Evangile selon Saint Matthieu 1,18-24
Voici quelle fut l’origine de Jésus Christ. Marie, la mère de Jésus, avait été accordée en mariage à Joseph; or, avant qu’ils aient habité ensemble, elle fut enceinte par l’action de l’Esprit Saint. Joseph, son époux, qui était un homme juste, ne voulait pas la dénoncer publiquement; il décida de la répudier en secret.
Il avait formé ce projet, lorsque l’ange du Seigneur lui apparut en songe et lui dit: «Joseph, fils de David, ne crains pas de prendre chez toi Marie, ton épouse: l’enfant qui est engendré en elle vient de l’Esprit Saint; elle mettra au monde un fils, auquel tu donneras le nom de Jésus (c’est-à-dire: Le-Seigneur-sauve), car c’est lui qui sauvera son peuple de ses péchés».
Tout cela arriva pour que s’accomplît la parole du Seigneur prononcée par le prophète: «Voici que la Vierge concevra et elle mettra au monde un fils, auquel on donnera le nom d’Emmanuel, qui se traduit: ‘Dieu-avec-nous’». Quand Joseph se réveilla, il fit ce que l’ange du Seigneur lui avait prescrit: il prit chez lui son épouse.
Le Seigneur est proche
Luis CASASUS Président des Missionnaires Identès
Rome, 21 décembre 2025 | Quatrième dimanche de l’Avent
Is 7: 10-14; Rom 1: 1-7; Mt 1: 18-24
Il est frappant de constater à quel point les plans de Dieu se réalisent souvent de manière flagrante… aux moments les plus inattendus. C’est le cas de nombreux prophètes, ou même de certains disciples de Jésus, qui se trouvaient dans une situation particulièrement malheureuse lorsqu’ils ont été appelés à le suivre jusqu’au bout. C’est ce qui est arrivé aux disciples d’Emmaüs, ou même à saint Joseph, qui était aussi confus que le suggère l’Évangile d’aujourd’hui.
Il en va de même pour les communautés religieuses, par exemple la Compagnie de Jésus, en la personne de saint Joseph de Pignatelli (1737-1811), qui a réussi à la restaurer alors qu’elle avait été expulsée de presque tous les pays et officiellement dissoute par Clément XIV en 1773.
Bien sûr, le cas le plus frappant est celui rapporté dans l’Évangile d’aujourd’hui. À l’époque de Jésus, la région où il est né, la Judée, faisait partie de l’Empire romain et était marquée par des tensions politiques, une diversité culturelle, des impôts exagérés et la corruption. Le roi Hérode le Grand, gouvernait en tant que « roi client » de Rome ; c’était un dirigeant ambitieux, célèbre pour ses grandes constructions et sa cruauté, selon les sources anciennes. Dans ces conditions, Dieu le Père a décidé d’envoyer son Fils.

▶ **OBJECTIF 1**:
D'après l'extrait du texte, par qui et en quelle année la Compagnie de Jésus a-t-elle été officiellement dissoute ?
▶ **OBJECTIF 2**:
Indiquez si chaque affirmation concorde avec l'extrait du texte, en répondant par oui ou par non et en citant les mots décisifs : (a) Joseph décida de répudier Marie publiquement. (b) Le nom d'Emmanuel se traduit par « Dieu-avec-nous ». (c) La Judée faisait partie de l'Empire romain.
▶ **OBJECTIF 3**:
Prolongez l'homélie sur l'Évangile selon saint Matthieu à la suite de sa dernière phrase.

▶ **LIGNES FOURNIES**:
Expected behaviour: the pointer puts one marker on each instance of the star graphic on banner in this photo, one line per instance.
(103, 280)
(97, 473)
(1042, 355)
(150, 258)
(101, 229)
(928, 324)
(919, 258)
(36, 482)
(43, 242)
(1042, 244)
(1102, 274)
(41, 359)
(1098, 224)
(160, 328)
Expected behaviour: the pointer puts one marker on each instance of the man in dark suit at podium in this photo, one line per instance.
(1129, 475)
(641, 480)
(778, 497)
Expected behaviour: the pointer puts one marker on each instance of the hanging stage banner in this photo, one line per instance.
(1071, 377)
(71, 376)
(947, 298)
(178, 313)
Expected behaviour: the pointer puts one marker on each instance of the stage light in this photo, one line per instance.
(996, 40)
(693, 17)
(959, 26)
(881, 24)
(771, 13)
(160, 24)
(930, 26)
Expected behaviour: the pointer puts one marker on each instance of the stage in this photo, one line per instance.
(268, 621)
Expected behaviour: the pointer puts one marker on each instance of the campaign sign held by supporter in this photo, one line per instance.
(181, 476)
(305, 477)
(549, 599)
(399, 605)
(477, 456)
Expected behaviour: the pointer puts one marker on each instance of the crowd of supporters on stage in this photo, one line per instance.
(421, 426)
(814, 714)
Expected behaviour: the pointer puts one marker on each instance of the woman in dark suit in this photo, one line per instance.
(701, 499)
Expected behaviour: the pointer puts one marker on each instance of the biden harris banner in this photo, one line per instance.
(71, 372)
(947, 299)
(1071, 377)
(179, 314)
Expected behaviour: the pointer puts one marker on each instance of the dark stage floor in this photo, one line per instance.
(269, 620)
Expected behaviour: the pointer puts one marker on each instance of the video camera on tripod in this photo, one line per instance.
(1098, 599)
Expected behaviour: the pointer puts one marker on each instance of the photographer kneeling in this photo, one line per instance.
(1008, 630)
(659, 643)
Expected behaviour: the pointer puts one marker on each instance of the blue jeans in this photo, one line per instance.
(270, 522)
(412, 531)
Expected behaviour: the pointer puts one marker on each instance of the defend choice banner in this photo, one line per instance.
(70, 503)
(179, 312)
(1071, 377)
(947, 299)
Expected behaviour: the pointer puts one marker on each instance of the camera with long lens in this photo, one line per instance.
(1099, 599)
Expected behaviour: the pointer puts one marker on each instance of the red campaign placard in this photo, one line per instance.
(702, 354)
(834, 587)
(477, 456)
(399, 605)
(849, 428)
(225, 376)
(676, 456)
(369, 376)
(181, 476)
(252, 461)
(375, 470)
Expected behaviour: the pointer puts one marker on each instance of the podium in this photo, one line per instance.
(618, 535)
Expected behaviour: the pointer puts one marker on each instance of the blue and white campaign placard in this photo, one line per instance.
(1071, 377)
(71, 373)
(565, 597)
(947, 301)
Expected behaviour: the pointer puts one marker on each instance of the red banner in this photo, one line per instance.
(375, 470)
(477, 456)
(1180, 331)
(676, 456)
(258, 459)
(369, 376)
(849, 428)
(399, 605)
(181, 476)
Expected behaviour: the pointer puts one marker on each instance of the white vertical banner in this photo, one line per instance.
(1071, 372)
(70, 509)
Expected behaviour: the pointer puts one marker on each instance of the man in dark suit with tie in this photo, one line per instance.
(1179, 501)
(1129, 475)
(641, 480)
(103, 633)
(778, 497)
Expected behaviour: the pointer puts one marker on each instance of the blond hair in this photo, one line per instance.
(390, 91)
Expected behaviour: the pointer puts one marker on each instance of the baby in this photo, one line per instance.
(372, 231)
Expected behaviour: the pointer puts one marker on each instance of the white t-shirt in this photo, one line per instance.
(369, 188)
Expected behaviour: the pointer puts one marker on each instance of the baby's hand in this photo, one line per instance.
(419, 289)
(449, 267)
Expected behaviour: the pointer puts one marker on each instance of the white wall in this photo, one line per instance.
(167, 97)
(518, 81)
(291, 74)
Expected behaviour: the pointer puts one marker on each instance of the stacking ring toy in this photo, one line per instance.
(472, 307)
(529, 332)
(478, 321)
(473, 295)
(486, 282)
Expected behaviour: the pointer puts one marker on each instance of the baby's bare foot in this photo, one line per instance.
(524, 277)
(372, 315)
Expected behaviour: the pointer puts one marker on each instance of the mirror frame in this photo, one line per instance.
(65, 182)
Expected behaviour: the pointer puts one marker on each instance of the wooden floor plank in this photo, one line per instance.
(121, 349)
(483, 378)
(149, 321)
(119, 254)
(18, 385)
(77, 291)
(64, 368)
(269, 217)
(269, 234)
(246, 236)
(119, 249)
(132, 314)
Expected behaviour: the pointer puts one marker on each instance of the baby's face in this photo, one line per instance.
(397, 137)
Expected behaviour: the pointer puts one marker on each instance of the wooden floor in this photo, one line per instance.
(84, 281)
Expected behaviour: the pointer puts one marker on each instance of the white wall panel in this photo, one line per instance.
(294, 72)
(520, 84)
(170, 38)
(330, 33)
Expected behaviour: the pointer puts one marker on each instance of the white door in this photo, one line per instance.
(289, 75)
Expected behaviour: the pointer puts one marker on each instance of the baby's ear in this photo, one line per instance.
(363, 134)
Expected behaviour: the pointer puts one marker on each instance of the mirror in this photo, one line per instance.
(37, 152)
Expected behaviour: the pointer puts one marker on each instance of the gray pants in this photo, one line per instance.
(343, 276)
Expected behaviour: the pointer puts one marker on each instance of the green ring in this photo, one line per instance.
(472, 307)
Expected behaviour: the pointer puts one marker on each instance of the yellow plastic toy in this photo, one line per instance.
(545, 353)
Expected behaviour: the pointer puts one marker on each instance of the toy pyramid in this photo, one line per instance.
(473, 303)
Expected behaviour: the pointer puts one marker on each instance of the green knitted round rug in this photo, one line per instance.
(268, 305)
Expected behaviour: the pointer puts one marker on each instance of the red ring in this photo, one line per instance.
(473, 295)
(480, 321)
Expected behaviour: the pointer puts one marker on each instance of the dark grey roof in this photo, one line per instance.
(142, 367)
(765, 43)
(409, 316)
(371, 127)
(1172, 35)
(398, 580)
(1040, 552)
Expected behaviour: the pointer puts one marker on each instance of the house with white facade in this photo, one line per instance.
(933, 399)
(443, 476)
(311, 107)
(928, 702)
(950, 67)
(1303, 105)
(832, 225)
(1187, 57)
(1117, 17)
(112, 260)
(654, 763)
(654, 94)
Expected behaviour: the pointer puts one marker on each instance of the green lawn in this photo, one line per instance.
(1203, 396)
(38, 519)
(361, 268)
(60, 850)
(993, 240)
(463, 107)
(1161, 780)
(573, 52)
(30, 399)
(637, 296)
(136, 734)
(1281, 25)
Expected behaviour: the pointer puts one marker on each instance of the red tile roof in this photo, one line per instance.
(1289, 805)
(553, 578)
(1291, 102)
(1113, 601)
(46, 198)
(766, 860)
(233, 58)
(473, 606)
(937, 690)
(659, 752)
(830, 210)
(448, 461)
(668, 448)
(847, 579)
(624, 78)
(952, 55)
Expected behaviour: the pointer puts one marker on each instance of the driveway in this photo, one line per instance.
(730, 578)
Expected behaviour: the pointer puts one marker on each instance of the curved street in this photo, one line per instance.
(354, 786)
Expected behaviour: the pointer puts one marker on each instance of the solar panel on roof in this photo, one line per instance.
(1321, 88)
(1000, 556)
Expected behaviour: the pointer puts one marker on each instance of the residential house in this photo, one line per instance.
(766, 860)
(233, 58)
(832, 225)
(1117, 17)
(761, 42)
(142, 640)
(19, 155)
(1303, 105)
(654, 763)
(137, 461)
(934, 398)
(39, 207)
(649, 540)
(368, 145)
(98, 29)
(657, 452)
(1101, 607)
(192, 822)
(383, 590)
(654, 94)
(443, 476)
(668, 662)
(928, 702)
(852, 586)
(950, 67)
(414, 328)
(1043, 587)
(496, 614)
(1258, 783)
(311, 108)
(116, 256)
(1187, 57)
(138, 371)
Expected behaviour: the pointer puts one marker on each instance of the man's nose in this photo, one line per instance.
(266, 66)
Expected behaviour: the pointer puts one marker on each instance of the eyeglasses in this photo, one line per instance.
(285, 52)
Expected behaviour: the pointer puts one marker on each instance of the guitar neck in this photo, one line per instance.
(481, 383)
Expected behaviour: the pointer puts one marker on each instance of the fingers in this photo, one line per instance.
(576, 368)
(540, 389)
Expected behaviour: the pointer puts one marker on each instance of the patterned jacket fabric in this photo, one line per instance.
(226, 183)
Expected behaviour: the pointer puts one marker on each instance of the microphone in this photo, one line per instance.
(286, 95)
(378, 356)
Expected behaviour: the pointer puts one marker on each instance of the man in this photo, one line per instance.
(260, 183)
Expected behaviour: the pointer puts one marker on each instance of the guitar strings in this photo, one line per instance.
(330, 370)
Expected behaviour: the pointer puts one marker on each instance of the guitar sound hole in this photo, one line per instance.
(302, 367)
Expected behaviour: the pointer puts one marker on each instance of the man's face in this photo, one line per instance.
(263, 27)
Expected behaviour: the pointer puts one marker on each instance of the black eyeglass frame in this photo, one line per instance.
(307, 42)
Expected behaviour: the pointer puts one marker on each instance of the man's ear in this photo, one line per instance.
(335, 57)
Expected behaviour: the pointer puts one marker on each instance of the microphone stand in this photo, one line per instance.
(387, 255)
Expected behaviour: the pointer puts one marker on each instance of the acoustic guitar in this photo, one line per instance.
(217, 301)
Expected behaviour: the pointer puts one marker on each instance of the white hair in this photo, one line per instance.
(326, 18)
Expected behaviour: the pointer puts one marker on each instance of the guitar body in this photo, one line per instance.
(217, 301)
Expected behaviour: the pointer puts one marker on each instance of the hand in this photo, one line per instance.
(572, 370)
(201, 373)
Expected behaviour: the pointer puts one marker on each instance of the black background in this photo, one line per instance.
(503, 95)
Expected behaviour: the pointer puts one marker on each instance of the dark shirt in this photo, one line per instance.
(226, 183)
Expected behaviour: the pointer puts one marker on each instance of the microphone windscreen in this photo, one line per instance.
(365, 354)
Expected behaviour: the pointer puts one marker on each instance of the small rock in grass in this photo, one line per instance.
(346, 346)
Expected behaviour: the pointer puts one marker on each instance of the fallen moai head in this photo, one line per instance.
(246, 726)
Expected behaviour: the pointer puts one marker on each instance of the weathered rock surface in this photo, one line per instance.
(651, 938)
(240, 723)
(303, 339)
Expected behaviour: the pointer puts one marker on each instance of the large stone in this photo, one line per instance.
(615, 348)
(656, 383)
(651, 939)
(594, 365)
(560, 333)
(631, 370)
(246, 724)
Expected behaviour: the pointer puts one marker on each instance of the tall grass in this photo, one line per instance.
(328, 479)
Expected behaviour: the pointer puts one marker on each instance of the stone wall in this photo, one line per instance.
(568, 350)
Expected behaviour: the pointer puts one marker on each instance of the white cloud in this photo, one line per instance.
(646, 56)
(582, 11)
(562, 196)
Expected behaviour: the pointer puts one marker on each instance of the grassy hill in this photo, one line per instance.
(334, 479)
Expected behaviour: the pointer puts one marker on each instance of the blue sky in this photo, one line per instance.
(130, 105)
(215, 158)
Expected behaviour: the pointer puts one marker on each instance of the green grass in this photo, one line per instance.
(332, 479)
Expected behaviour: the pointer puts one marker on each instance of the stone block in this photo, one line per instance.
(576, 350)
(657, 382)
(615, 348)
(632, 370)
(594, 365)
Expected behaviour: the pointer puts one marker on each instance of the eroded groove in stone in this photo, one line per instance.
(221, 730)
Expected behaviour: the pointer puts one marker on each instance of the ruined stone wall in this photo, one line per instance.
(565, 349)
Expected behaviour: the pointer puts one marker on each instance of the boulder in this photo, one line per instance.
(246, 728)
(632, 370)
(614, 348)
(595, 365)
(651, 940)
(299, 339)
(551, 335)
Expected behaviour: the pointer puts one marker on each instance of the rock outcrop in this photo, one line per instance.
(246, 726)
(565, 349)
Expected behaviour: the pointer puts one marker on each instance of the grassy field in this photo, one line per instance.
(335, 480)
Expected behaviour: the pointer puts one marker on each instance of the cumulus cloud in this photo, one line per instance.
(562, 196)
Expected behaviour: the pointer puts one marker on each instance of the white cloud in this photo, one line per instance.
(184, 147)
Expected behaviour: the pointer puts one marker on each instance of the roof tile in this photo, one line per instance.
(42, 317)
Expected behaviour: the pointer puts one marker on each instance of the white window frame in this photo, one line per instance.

▶ **RÉPONSE RÉDIGÉE 1**:
Par Clément XIV, en 1773.

▶ **RÉPONSE RÉDIGÉE 2**:
(a) Non : « il décida de la répudier en secret ».
(b) Oui : « auquel on donnera le nom d’Emmanuel, qui se traduit: ‘Dieu-avec-nous’ ».
(c) Oui : « faisait partie de l’Empire romain ».

▶ **RÉPONSE RÉDIGÉE 3**:
Mais ce n’est pas seulement de l’histoire ancienne, c’est quelque chose qui arrive à chacun d’entre nous et tôt ou tard, nous devons reconnaître, honteux, qu’à ces moments-là, nous n’avons pas su embrasser la foi pour témoigner que nous devons rester fidèles au milieu de l’impuissance, de la contrariété ou de l’absence de résultats visibles.
Le royaume de Juda était menacé par des coalitions ennemies (Israël et la Syrie). Dans cette situation, comme le raconte la première lecture, Dieu, par l’intermédiaire d’Isaïe, offre au jeune roi Achaz un signe pour confirmer sa protection. Mais Achaz est si incrédule qu’il refuse même de demander un signe. Malgré tout, Dieu lui-même en promet un : la naissance d’un enfant, qui symbolise la continuité de la dynastie davidique et la certitude que Dieu accompagne son peuple au milieu de la crise. Pour couronner le tout, Ézéchias, le fils d’Achaz, n’était pas exactement un roi victorieux et invincible… Ainsi, la prophétie d’Isaïe a une portée bien plus grande que ce qui est arrivé au médiocre Achaz et, en effet, elle s’accomplit avec la venue du Christ dans le monde.
Pour comprendre le texte, il convient de rappeler ce que signifie « la vierge est enceinte ». La signification du mot « vierge » dans l’Ancien Testament est un peu différente que ce que nous comprenons aujourd’hui. Bien sûr, la virginité d’une jeune fille était quelque chose de précieux et d’estimé avant son mariage. Mais elle signifiait aussi la honte d’une femme adulte qui n’avait pas été capable de s’unir à un mari et de fonder une famille. Par exemple, lorsque le prophète Isaïe dit : « Descends et assieds-toi dans la poussière, vierge, Babylone » (Isaïe 47: 1), il ne dit pas quelque chose de beau à cette ville agressive, mais annonce sa future stérilité, un malheur personnel, qui signifiait également une honte publique, comme cela est arrivé à la pauvre Samaritaine, qui a parlé à Jésus au puits et qui était méprisée pour ne pas avoir réussi à fonder une famille.
Cela donne encore plus de valeur à la réponse de Marie à l’ange, car elle manifeste sa surprise, se considérant comparable à l’une de ces « vierges » jugées de peu de valeur, considérées comme indignes par cette société si dure et si sévère envers les femmes.
Pour nous, notre attitude envers Marie ne doit pas seulement être d’admiration, mais plutôt d’« imitation », car, comme elle, nous devons reconnaître notre petitesse et, en même temps, l’engagement de la Providence à choisir des personnes ordinaires (dans notre cas, peut-être malades, pécheresses, ignorantes, trop jeunes ou trop âgées) pour collaborer au royaume des cieux.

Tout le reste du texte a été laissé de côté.